Requirements – Put the lines of the entries below into a JSON list of strings, beginning with the line that contains "face. Write the coordinates, one line per instance." and continuing through the end of the entries. Use one string per line and omit blank lines.

------ Entries shown ------

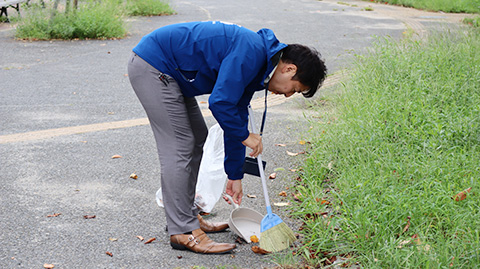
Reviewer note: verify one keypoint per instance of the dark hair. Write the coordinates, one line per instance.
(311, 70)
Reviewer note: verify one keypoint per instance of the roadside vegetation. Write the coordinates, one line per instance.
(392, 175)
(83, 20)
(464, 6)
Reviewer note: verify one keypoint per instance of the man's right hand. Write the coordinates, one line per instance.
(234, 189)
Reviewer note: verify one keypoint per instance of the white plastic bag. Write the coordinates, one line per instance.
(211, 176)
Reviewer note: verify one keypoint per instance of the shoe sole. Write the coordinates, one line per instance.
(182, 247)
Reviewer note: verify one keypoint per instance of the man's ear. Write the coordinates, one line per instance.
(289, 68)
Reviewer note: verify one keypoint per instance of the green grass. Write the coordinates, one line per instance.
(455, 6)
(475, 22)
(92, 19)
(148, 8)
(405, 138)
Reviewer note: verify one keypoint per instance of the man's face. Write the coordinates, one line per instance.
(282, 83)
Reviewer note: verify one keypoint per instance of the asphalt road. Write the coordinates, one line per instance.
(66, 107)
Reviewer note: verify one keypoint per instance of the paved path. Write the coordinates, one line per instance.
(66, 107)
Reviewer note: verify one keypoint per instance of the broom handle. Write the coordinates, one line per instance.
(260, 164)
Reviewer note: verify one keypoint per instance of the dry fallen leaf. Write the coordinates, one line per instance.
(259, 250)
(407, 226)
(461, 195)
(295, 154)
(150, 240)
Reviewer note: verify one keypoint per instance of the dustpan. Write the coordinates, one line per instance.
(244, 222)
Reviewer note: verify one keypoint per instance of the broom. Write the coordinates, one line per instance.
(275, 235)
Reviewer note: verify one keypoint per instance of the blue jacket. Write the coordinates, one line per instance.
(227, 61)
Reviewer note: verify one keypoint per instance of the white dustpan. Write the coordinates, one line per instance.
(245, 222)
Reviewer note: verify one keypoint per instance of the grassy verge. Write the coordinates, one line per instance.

------

Completed task –
[
  "Reviewer note: verify one keypoint per instance of the man's face. Write the coordinates, one line per instance.",
  "(282, 83)",
  "Reviewer note: verify one keypoint per instance of the asphalt road. Write the coordinates, one line per instance.",
  "(66, 107)",
  "Reviewer note: verify one keypoint per instance of the paved path. Write the coordinates, one line per instance.",
  "(66, 107)",
  "Reviewer note: verify one keypoint per instance of the broom handle. Write the coordinates, one line per instance.",
  "(260, 164)",
  "Reviewer note: verify one keypoint per instance of the dry fallen leaf. Write the coordinates, one line per instance.",
  "(259, 250)",
  "(407, 226)",
  "(461, 195)",
  "(295, 154)",
  "(150, 240)",
  "Reviewer note: verify one keypoint per instance of the dustpan. Write the coordinates, one line per instance.",
  "(244, 222)",
  "Reviewer note: verify one keypoint per instance of the broom. Write the coordinates, one line per instance.",
  "(275, 235)",
  "Reviewer note: verify one keypoint per instance of the blue jacket. Write the coordinates, one line per instance.",
  "(227, 61)",
  "Reviewer note: verify one keypoint per instance of the white dustpan. Write the coordinates, one line per instance.",
  "(245, 222)",
  "Reviewer note: verify one keypoint per instance of the grassy verge. Write the coordinates, one line per instance."
]